Work required –
The records below must be retyped exactly.

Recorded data
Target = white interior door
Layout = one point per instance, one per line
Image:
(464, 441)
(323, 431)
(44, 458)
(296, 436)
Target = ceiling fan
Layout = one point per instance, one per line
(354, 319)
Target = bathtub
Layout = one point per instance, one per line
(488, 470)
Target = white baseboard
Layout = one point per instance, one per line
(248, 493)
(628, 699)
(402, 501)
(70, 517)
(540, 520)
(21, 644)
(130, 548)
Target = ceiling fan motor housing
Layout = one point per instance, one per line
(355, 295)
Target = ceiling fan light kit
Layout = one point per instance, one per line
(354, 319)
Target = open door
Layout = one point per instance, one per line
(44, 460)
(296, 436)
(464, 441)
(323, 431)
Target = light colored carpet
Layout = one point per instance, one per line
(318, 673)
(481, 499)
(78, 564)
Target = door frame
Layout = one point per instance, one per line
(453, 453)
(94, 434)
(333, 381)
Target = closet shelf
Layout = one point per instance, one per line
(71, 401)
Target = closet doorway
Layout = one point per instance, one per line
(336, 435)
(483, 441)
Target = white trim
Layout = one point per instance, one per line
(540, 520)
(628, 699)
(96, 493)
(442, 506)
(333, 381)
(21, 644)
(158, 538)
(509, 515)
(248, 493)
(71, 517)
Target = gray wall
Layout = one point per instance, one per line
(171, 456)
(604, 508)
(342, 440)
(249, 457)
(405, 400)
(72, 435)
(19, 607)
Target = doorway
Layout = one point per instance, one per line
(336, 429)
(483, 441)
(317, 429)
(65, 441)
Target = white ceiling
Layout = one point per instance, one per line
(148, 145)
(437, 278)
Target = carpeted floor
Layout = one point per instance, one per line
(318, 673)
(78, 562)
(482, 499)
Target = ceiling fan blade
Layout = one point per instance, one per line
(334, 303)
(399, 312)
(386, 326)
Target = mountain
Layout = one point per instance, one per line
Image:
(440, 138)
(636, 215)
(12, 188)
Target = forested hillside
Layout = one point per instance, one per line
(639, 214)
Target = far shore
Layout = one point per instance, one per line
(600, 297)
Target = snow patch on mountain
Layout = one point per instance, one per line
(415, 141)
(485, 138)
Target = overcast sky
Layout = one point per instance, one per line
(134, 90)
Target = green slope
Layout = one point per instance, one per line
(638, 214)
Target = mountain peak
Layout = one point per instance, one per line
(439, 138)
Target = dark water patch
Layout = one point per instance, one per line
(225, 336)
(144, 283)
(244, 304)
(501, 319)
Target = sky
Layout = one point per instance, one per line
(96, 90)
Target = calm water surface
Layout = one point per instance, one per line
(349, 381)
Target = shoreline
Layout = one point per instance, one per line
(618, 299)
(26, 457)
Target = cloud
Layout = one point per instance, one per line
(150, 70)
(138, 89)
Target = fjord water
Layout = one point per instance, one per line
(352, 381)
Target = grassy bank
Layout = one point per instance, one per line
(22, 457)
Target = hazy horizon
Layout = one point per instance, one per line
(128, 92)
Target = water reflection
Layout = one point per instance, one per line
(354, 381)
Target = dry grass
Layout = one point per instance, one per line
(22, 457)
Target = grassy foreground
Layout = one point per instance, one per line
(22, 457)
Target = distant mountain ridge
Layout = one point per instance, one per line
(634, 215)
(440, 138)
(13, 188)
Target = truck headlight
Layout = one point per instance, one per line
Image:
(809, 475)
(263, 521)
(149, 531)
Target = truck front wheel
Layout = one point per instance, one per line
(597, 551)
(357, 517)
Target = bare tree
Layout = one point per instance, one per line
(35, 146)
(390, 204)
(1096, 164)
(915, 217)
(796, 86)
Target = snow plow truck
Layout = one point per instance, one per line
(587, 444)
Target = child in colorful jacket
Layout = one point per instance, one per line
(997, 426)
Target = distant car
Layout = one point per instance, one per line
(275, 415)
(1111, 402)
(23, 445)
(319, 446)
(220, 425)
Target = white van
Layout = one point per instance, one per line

Response below –
Target = white interior door
Layout = one point per instance, one per line
Image:
(464, 441)
(323, 431)
(44, 458)
(296, 436)
Target = ceiling fan
Layout = one point per instance, one per line
(354, 319)
Target = bathtub
Layout = one point per instance, one per line
(488, 470)
Target = white baseboard
Layout = one point per instance, one per line
(248, 493)
(628, 699)
(402, 501)
(70, 517)
(540, 520)
(21, 644)
(130, 548)
Target = ceiling fan motor housing
Layout = one point per instance, one per line
(355, 295)
Target = ceiling fan light kit
Layout = one point per instance, one per line
(354, 319)
Target = open door
Layout = one point per instance, one per line
(44, 460)
(296, 436)
(464, 441)
(323, 431)
Target = light colored carpet
Layout = one point per instance, one per line
(318, 673)
(481, 499)
(78, 564)
Target = door frame
Layout = one point per instance, one per line
(453, 453)
(94, 434)
(333, 381)
Target = closet shelf
Layout = one point per instance, one per line
(71, 401)
Target = closet doorway
Layout = one point per instance, one per line
(336, 435)
(483, 441)
Target = white trim
Layout = one point per instance, one per line
(540, 520)
(628, 699)
(96, 493)
(442, 506)
(333, 381)
(21, 644)
(158, 538)
(509, 515)
(248, 493)
(71, 517)
Target = gray wall
Layout = one point per instance, one per line
(171, 456)
(604, 508)
(342, 440)
(249, 457)
(405, 400)
(72, 435)
(19, 607)
Target = doorway
Layout = one point per instance, one per line
(336, 429)
(483, 441)
(317, 429)
(65, 441)
Target = white ceiling
Layout = one point per instance, one per line
(148, 145)
(437, 278)
Target = carpeted floor
Layout = one point per instance, one per line
(318, 673)
(78, 562)
(482, 499)
Target = ceiling fan blade
Layout = one point per instance, one per line
(334, 303)
(399, 312)
(386, 326)
Target = mountain
Layout = one point per instance, one per line
Image:
(440, 138)
(636, 215)
(12, 188)
Target = forested hillside
Layout = one point per instance, one per line
(639, 214)
Target = far shore
Layout = one point per instance, one per line
(600, 297)
Target = snow patch on mountain
Layout = one point per instance, one per line
(415, 141)
(485, 138)
Target = overcast sky
Layout = one point per instance, one per line
(134, 90)
Target = green slope
Layout = one point per instance, one per line
(638, 214)
Target = mountain peak
Layout = one point per instance, one per line
(439, 138)
Target = dark water patch
Layout = one point per instance, one per line
(225, 336)
(144, 283)
(244, 304)
(501, 319)
Target = sky
Layout = one point per instance, one per line
(96, 90)
Target = calm water surface
Layout = one point per instance, one per line
(349, 381)
Target = shoreline
Layout = one point per instance, one per line
(618, 299)
(26, 457)
Target = cloud
Layout = one point per instance, one per line
(150, 70)
(138, 89)
Target = fjord water
Layout = one point per instance, one per line
(352, 381)
Target = grassy bank
Layout = one point per instance, one per line
(22, 457)
Target = hazy horizon
Layout = one point per instance, one per line
(128, 92)
Target = water reflection
Layout = one point per instance, one per line
(354, 381)
Target = dry grass
Layout = one point per instance, one per line
(22, 457)
Target = grassy foreground
Layout = one point per instance, one per line
(22, 457)
Target = distant mountain ridge
Layout = one point per instance, one per line
(634, 215)
(440, 138)
(13, 188)
Target = truck headlight
Layout = one point per instance, one per line
Image:
(809, 475)
(263, 521)
(149, 531)
Target = truck front wheel
Layout = one point per instance, one per line
(597, 551)
(357, 517)
Target = bare tree
Layout = one point per instance, one per line
(35, 146)
(390, 204)
(1096, 164)
(915, 217)
(796, 86)
Target = snow plow truck
Layout = one point per instance, one per line
(587, 444)
Target = child in colorful jacket
Layout = one point per instance, one per line
(997, 426)
Target = distant car
Layout = one point per instance, one per line
(275, 415)
(1111, 402)
(23, 445)
(319, 446)
(220, 425)
Target = white van
Layout = one point per instance, one per line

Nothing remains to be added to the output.